WHAT YOU WILL DO: Copy every item below word for word, without the pictures.

RAW RECORDS:
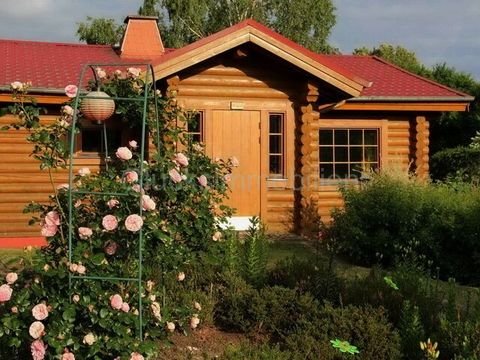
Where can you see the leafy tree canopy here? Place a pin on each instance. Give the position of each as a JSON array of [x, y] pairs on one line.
[[308, 22]]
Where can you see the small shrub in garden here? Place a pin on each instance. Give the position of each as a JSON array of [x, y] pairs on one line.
[[41, 315]]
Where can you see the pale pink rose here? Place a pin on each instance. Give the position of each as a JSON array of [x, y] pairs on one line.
[[81, 269], [112, 203], [84, 232], [11, 278], [36, 330], [116, 301], [5, 293], [194, 321], [133, 223], [16, 85], [133, 72], [133, 144], [124, 153], [147, 203], [234, 161], [89, 339], [67, 110], [101, 73], [170, 326], [110, 247], [181, 276], [52, 218], [202, 180], [71, 91], [84, 172], [136, 356], [175, 176], [109, 222], [217, 236], [38, 349], [49, 230], [40, 311], [125, 307], [181, 159], [68, 356], [131, 177]]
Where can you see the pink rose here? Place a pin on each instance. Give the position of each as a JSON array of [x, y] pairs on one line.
[[68, 356], [124, 153], [131, 176], [71, 91], [84, 172], [147, 203], [133, 72], [11, 278], [38, 350], [5, 293], [175, 176], [109, 222], [181, 159], [67, 110], [40, 311], [136, 356], [133, 144], [49, 230], [110, 247], [36, 330], [52, 218], [133, 223], [202, 180], [112, 203], [125, 307], [84, 232], [16, 85], [116, 302]]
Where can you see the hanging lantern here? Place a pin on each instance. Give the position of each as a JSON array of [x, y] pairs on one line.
[[97, 110]]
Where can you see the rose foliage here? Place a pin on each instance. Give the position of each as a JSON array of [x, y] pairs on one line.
[[177, 209]]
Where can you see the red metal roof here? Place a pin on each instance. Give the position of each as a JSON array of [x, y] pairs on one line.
[[54, 65]]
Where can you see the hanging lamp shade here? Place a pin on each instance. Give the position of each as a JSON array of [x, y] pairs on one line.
[[97, 110]]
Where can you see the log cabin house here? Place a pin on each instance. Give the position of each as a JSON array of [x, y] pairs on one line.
[[299, 122]]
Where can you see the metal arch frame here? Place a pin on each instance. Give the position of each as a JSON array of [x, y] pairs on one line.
[[149, 75]]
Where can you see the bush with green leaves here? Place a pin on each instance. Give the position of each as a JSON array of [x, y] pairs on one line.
[[177, 209], [392, 220]]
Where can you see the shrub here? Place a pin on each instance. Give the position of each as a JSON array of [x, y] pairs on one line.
[[460, 162]]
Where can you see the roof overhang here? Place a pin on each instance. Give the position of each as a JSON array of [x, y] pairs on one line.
[[230, 38]]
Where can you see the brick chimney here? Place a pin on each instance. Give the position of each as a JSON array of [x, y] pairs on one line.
[[141, 39]]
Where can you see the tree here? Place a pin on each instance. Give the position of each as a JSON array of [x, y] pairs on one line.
[[307, 22], [99, 31]]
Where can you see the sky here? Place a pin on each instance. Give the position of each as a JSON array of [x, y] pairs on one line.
[[437, 31]]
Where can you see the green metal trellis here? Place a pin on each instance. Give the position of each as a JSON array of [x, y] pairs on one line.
[[149, 84]]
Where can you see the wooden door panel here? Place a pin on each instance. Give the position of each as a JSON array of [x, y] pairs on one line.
[[237, 133]]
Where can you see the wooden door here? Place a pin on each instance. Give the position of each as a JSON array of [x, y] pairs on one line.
[[237, 133]]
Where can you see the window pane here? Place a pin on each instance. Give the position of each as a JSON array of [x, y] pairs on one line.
[[276, 164], [326, 171], [341, 137], [370, 154], [326, 137], [356, 153], [276, 144], [356, 137], [341, 154], [326, 154], [341, 171], [276, 123], [371, 137]]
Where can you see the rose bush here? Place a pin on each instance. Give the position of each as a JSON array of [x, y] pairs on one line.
[[50, 309]]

THE ANSWER:
Where can you see the leafy tree canopy here? Place a pin on each instance. Give the position of each as a JSON array of [x, y] pairs on one line.
[[308, 22]]
Where can you see the small shrub in garden here? Place a pin on each instance. Give the position of each as a JSON array of [x, y] pairs on one line.
[[41, 315]]
Where can you see the pale pink rose here? Place a pin on each instance. Give the position of each as a JSON array of [x, y] pairs on one line.
[[81, 269], [112, 203], [84, 232], [11, 278], [36, 330], [116, 301], [5, 293], [194, 321], [133, 223], [16, 85], [133, 72], [133, 144], [124, 153], [147, 203], [234, 161], [89, 339], [67, 110], [101, 73], [170, 326], [110, 247], [181, 276], [52, 218], [202, 180], [71, 91], [84, 172], [136, 356], [175, 176], [109, 222], [217, 236], [38, 349], [49, 230], [40, 311], [125, 307], [181, 159], [68, 356], [131, 177]]
Where can you see the pink rose here? Place a pin on each instance. Give the position of each as a JSON array of [x, y] pairs on one line.
[[68, 356], [124, 153], [131, 176], [71, 91], [84, 172], [147, 203], [133, 72], [11, 278], [38, 350], [5, 293], [175, 176], [109, 222], [181, 159], [67, 110], [40, 311], [136, 356], [133, 144], [49, 230], [110, 247], [36, 330], [52, 218], [133, 223], [202, 180], [112, 203], [125, 307], [84, 232], [16, 85], [116, 302]]
Where can you see the hanging lantern here? Place a pin on each instance. Give the position of each as a JSON array of [x, y] pairs on one line.
[[97, 110]]
Where can you see the rose foliage here? Place a pin on each instance. Give the position of each as a JSON array of [x, y] pairs on one line.
[[177, 209]]
Where can you see the red metal roof here? Place a pin on each instance. Give the position of each as a JSON array of [x, y] pairs on one line.
[[54, 65]]
Where can you see the hanging lamp shade here? Place a pin on each instance. Give the position of each as a JSON array of [x, y] pairs on one line.
[[97, 110]]
Where can you see the log cabin house here? Place a pin on each instance. Give the position of each as a JSON array of [x, y] pairs on one line.
[[299, 122]]
Where can you see the metal arch frame here? Place a pin on each instance. Give the position of each as a JSON array of [x, y] pairs on one line.
[[149, 75]]
Where can you see the bush with green leaves here? Place a pin on each instance. Give the position of each as a JSON array of [x, y] pairs on one line.
[[177, 209], [392, 220]]
Where can you see the shrub here? Place a pin on each instance. Give the position of each as a JSON array of [x, y] pairs on one line.
[[460, 162]]
Where can you see the roof overhang here? Place a pin on each instance. Give the position of each as a JSON array of [x, y] pairs on one line.
[[230, 38]]
Where can you see the brick chimney here? Place a pin on each instance. Give the position of each as a JSON array of [x, y] pairs on one line.
[[141, 39]]
Where can you see the tree here? Place a pin on each instance. Give the position of each as a JSON array of [x, y] pairs on one line.
[[307, 22], [99, 31]]
Where can you see the sky here? Place a pin on each instance. Give the position of each as a JSON array of [x, y] pairs on one line.
[[437, 31]]
Where can you see the green metal trellis here? Place a pin on each instance. Give the position of each as a JSON array of [x, y] pairs on one line.
[[149, 84]]
Where can you see the wooden door panel here? Place a pin on each instance. Give the position of each as a JSON array of [x, y] pairs on one line.
[[237, 133]]
Where can you see the wooden door here? Place a pin on each instance. Give the position of each as a JSON array of [x, y] pairs on one line.
[[237, 133]]
Where can you see the window pane here? Place a pin on each instance. Give the position of each as a JSON array of [x, y] pairs on one line.
[[276, 164], [326, 171], [341, 137], [370, 154], [326, 137], [356, 153], [276, 144], [356, 137], [341, 154], [326, 154], [341, 171], [276, 123], [371, 137]]
Where can you see the rose bush here? Place a pin on each instance. Give the position of each as a JSON array of [x, y] pairs on one line.
[[50, 309]]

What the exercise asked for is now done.